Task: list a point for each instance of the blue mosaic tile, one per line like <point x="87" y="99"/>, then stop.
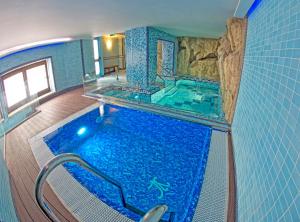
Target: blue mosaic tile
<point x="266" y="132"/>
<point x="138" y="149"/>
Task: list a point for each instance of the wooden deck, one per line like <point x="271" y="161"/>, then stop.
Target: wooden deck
------------------------------------
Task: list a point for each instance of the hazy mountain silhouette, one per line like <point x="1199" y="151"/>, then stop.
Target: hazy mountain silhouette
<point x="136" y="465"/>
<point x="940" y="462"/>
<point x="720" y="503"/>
------------------------------------
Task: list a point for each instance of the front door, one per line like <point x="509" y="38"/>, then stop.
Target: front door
------------------------------------
== Task prompt ==
Rewrite the lines from the line with "Task: list a point for each instance of the wooden" through the line with "Target: wooden deck", changing "wooden deck" to "stone patio" and keeping everything else the same. Give only those lines.

== Output for this task ==
Task: list a point for each instance of the stone patio, one per line like <point x="271" y="161"/>, then stop.
Target: stone patio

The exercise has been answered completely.